Task to carry out
Reproduce nothing but the closing run of lines: the line with "the black and" and each line that follows it to the end of the data.
----------
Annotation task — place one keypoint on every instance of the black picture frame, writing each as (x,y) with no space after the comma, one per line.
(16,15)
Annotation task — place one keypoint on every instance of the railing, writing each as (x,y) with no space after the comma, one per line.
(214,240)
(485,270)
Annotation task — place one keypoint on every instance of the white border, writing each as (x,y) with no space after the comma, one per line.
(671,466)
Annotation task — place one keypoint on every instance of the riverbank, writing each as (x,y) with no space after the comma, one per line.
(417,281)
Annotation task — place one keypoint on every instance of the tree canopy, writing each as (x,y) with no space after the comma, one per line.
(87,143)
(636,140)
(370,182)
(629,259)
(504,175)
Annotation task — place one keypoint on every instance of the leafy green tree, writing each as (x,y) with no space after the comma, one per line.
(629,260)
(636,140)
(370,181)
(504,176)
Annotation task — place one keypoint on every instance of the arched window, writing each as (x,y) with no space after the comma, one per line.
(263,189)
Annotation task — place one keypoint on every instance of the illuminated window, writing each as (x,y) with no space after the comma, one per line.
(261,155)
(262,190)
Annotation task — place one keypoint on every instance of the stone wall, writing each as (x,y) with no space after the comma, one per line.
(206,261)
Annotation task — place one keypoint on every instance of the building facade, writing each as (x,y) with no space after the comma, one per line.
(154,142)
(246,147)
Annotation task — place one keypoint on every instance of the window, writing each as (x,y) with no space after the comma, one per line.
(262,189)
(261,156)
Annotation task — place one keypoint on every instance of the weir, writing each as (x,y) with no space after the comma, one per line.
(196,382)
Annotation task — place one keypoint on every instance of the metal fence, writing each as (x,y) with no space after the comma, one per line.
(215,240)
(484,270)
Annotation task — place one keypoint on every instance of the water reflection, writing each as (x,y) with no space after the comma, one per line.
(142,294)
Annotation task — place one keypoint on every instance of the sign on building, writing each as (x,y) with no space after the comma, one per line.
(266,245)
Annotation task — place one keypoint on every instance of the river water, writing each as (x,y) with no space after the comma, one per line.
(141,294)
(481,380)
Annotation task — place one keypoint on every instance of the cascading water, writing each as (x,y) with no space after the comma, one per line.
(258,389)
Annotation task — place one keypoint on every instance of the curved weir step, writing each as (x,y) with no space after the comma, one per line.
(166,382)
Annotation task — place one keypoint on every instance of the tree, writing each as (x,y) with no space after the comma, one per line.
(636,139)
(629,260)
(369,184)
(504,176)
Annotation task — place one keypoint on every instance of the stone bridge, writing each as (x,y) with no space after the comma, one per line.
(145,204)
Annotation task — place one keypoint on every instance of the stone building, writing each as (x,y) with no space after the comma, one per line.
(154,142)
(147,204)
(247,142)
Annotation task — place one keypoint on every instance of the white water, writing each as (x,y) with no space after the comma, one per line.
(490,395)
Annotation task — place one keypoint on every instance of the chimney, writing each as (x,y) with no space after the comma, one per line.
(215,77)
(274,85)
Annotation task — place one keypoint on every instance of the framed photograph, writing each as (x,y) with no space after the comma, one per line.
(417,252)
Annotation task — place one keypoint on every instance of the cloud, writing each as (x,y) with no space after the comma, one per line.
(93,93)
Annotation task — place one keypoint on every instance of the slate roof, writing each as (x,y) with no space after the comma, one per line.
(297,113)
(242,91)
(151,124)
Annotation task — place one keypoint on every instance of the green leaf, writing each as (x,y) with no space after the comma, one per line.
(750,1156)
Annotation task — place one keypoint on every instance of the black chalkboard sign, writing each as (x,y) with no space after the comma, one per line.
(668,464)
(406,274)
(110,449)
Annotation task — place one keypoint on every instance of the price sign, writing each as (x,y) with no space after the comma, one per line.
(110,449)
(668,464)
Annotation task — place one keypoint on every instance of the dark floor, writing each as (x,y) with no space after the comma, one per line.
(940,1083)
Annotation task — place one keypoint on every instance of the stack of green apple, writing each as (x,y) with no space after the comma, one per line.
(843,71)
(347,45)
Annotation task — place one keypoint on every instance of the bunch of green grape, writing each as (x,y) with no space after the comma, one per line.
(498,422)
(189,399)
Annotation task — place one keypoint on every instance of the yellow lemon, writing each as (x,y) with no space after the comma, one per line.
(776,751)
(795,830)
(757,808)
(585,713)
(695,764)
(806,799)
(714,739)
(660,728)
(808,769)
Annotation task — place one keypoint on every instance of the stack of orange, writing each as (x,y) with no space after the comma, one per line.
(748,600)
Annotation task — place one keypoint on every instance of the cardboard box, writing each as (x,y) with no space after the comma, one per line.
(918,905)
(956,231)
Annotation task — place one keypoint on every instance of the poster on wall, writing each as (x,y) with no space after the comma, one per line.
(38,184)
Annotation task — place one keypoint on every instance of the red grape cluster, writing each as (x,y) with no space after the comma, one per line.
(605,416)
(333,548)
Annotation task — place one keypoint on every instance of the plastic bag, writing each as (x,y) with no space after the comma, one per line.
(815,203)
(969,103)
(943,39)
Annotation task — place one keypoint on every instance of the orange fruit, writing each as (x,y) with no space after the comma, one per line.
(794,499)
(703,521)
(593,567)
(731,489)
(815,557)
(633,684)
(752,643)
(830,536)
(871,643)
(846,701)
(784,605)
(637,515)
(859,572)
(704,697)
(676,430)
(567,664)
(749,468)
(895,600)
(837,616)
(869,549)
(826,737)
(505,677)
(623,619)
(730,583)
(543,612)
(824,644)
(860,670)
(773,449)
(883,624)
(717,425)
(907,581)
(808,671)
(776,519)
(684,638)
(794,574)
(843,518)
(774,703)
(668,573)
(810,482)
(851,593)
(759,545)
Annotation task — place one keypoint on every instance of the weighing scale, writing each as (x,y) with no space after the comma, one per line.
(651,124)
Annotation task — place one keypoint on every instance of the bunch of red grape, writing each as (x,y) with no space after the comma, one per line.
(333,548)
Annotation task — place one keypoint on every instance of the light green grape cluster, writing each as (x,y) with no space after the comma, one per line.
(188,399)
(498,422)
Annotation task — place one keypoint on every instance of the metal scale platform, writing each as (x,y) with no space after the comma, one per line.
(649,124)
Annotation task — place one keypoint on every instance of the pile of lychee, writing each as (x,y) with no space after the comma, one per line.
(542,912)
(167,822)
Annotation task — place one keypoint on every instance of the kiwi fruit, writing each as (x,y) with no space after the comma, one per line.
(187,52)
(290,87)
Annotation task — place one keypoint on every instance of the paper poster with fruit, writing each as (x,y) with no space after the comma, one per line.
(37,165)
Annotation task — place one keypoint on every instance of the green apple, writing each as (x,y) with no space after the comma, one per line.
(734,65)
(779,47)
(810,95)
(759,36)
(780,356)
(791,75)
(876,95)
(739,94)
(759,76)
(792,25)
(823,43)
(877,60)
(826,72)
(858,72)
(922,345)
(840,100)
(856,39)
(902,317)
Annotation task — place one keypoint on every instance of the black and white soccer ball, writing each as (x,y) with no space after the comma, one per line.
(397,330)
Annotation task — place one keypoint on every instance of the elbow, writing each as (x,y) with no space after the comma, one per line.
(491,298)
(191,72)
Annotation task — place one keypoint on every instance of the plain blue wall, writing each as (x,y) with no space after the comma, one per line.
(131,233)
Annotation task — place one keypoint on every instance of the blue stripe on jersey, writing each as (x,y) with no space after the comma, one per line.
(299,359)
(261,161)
----------
Task response
Annotation task — place one keypoint on every instance of the black and white soccer ball, writing each as (x,y) with no space after the comma, one per line.
(397,330)
Annotation task — place one keypoint on every instance of the elbow, writing each as (x,y) with no space after the comma, one per line.
(491,298)
(191,72)
Annotation task — place one keypoint on every instance of the plain blue wall, writing each as (x,y) with no space after the comma, one per line.
(131,233)
Annotation task — place one keypoint on every instance of the blue stripe on jersey, writing each as (x,y) with no space after the comma, one per line.
(299,359)
(261,161)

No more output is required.